Copy out the interview excerpt about the Manchester thieves below word for word, from its first line to its last.

## Document section
=====

The guys who broke people out of prison and smuggled drugs for Liberian gangs.
January 31, 2013, 2:00am

BV in Manchester city centre.

Two years ago, I was looking for writing work and got word that Mancunian football hooligan Colin Blaney wanted help writing a book. I was trying to make a name for myself at the time, and his story (coupled with the fact he'd already found a publisher) seemed the perfect way to do that. While working on the book, I got to meet a load of Colin's friends and soon learned that their involvement in crime went far beyond hooliganism.


They had nearly all been professional thieves at some point in their lives and could literally steal the watch off your wrist without you noticing a thing. The stories they began to tell me were like Dickens through the eyes of Ken Loach – Colin and the network of Mancunian pickpockets and jewel thieves travelling all over Europe, Asia and the Americas stealing safes, jewellery and cash boxes. Colin agreed to to get three of his old friends – BV, Stuart and Boon – together and talk to me about their long and lucrative criminal careers.

Colin and Stuart in Collyhurst, Manchester.

VICE: First of all, tell me about how you all got involved in crime.
Boon: Miles Platting, where I grew up, was full of roughnecks and thieves. I started thieving at age five when I saw some older lads breaking into goods trains and stealing electrical goods, followed them in and took some stuff for myself. By the time I was eight, I’d been nicked for breaking and entering.
Stuart: The first thing I got into properly was travelling around mainland Europe shoplifting clothes. I saw older lads coming back from abroad wearing Rolexes and wanted a piece of it.

So you all started young?

=====

## Provided records
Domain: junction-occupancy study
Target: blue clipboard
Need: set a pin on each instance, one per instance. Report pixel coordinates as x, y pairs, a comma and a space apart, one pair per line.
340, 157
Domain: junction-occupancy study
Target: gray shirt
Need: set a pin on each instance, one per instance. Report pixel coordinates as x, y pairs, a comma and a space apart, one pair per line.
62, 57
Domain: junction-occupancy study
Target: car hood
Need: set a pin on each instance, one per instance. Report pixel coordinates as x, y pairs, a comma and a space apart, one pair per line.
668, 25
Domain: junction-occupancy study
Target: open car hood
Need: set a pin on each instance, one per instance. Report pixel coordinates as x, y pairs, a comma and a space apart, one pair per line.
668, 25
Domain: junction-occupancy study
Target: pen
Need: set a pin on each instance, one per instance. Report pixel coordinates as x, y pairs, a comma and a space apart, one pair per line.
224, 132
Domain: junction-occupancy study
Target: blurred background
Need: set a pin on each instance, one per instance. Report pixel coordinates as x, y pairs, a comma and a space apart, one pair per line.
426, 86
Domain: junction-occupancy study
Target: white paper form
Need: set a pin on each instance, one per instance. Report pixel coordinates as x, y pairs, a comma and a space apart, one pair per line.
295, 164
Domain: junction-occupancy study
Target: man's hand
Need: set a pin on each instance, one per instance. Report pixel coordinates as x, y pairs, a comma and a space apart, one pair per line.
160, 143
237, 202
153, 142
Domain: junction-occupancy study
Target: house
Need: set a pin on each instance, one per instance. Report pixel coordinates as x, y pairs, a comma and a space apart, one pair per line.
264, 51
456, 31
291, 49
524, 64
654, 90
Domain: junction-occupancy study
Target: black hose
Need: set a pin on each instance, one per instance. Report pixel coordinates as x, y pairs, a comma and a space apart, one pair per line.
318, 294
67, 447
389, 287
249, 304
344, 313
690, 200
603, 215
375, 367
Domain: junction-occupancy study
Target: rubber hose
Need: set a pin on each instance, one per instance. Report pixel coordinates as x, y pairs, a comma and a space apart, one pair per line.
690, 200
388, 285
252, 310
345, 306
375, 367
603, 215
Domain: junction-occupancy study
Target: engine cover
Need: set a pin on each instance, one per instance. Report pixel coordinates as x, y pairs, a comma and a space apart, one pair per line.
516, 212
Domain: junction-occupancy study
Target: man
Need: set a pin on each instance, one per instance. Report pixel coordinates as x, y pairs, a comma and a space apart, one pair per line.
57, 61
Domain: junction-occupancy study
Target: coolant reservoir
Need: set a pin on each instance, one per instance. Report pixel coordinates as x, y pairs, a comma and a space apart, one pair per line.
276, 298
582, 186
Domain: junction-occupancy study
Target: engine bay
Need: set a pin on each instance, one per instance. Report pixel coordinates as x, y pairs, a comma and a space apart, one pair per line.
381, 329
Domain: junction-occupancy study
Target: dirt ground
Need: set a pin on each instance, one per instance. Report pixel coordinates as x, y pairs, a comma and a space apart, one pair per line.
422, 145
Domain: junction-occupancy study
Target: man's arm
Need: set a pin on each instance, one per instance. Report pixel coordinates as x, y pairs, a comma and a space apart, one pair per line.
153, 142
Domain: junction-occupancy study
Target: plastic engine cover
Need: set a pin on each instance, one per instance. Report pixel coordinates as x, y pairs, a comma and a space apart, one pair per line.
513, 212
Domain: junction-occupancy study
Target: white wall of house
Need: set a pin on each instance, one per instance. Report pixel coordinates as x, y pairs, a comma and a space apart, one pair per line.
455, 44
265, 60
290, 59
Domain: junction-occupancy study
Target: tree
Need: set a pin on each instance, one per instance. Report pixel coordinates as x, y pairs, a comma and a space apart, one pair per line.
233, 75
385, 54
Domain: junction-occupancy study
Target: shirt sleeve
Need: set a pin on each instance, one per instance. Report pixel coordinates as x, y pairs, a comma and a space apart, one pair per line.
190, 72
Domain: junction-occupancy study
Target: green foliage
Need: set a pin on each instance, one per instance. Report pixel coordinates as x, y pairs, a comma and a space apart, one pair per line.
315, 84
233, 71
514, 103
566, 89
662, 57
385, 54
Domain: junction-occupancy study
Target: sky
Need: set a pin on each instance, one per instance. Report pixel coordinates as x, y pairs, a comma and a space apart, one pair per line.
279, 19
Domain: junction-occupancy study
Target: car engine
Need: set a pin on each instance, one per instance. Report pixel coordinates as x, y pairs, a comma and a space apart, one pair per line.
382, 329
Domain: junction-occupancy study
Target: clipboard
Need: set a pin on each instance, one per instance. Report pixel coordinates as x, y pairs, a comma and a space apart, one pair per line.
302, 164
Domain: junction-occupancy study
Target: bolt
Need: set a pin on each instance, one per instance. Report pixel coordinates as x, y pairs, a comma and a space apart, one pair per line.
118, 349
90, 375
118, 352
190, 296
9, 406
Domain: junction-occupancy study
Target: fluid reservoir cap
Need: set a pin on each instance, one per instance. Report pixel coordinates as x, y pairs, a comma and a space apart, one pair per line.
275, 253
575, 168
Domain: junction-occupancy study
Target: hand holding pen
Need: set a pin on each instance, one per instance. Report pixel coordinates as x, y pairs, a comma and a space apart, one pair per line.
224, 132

=====

## Task result
The guys who broke people out of prison and smuggled drugs for Liberian gangs.
January 31, 2013, 2:00am

BV in Manchester city centre.

Two years ago, I was looking for writing work and got word that Mancunian football hooligan Colin Blaney wanted help writing a book. I was trying to make a name for myself at the time, and his story (coupled with the fact he'd already found a publisher) seemed the perfect way to do that. While working on the book, I got to meet a load of Colin's friends and soon learned that their involvement in crime went far beyond hooliganism.


They had nearly all been professional thieves at some point in their lives and could literally steal the watch off your wrist without you noticing a thing. The stories they began to tell me were like Dickens through the eyes of Ken Loach – Colin and the network of Mancunian pickpockets and jewel thieves travelling all over Europe, Asia and the Americas stealing safes, jewellery and cash boxes. Colin agreed to to get three of his old friends – BV, Stuart and Boon – together and talk to me about their long and lucrative criminal careers.

Colin and Stuart in Collyhurst, Manchester.

VICE: First of all, tell me about how you all got involved in crime.
Boon: Miles Platting, where I grew up, was full of roughnecks and thieves. I started thieving at age five when I saw some older lads breaking into goods trains and stealing electrical goods, followed them in and took some stuff for myself. By the time I was eight, I’d been nicked for breaking and entering.
Stuart: The first thing I got into properly was travelling around mainland Europe shoplifting clothes. I saw older lads coming back from abroad wearing Rolexes and wanted a piece of it.

So you all started young?